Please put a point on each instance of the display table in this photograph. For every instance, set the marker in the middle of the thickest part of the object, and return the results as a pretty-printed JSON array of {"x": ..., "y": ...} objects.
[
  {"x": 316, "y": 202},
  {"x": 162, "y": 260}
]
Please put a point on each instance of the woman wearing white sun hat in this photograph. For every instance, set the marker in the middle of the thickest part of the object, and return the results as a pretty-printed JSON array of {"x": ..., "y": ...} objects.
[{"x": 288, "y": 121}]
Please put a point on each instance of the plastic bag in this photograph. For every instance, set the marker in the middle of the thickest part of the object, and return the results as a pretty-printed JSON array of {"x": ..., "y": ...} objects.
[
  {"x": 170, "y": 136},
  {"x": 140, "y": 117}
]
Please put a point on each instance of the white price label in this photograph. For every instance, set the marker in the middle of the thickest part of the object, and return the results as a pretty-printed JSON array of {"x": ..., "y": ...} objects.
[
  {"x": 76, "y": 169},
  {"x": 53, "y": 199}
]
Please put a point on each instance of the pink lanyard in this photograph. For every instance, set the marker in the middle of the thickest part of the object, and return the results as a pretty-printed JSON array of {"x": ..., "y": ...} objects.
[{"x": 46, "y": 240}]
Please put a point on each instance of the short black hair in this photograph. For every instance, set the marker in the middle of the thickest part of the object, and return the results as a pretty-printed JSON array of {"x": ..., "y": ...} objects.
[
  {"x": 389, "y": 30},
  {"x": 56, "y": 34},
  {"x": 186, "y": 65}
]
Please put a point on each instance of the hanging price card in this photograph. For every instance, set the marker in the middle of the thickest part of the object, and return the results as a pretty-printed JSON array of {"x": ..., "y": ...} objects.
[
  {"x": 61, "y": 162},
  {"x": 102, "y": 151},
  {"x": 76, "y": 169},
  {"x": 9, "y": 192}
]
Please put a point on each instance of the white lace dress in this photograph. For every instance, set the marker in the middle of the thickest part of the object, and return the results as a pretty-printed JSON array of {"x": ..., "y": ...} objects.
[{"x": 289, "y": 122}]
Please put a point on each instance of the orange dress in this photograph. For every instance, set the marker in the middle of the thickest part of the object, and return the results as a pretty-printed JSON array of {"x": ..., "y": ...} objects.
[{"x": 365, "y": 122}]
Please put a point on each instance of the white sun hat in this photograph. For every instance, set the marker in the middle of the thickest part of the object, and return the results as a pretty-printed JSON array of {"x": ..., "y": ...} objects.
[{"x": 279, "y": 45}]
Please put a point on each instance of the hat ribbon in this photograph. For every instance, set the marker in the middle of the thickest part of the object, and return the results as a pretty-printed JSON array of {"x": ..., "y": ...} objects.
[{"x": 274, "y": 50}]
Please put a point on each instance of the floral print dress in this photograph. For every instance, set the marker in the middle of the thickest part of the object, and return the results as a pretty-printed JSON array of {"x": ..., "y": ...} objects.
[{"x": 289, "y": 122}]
————————
### Exercise requirements
In the records above, locate the line that contains "Please put a point on each instance of the white lace". Repeat it and every line after it, exactly, and nothing else.

### Task result
Please put a point on each instance of the white lace dress in this photograph. For every instance, set the marker in the middle of the thickest part of the object, and return the results as a pretty-printed JSON array of {"x": ..., "y": ...} objects.
[{"x": 289, "y": 122}]
Please put a point on each instance of the orange dress in this photograph. For every instance, set the marker in the middle of the thickest part of the object, and return the results as a pretty-printed JSON array of {"x": ..., "y": ...} objects.
[{"x": 365, "y": 122}]
Please put a point on each instance of the white sun hat in this photograph. For every instance, set the marker in the middle of the thickest part of the object, and return the results as a pretty-printed JSON array of {"x": ..., "y": ...} objects.
[{"x": 279, "y": 45}]
Please put a point on each instance of the hat ribbon in this photograph. For every instance, set the marker in the middle of the thickest part of the object, and return the results as a pretty-printed JSON array of {"x": ..., "y": ...} objects.
[{"x": 274, "y": 50}]
Please put a point on each instance of the floral print dress in this photograph. For every instance, set the marker in the middle of the thickest part of the object, and return the results as a pretty-printed JSON array of {"x": ..., "y": ...} objects.
[{"x": 289, "y": 122}]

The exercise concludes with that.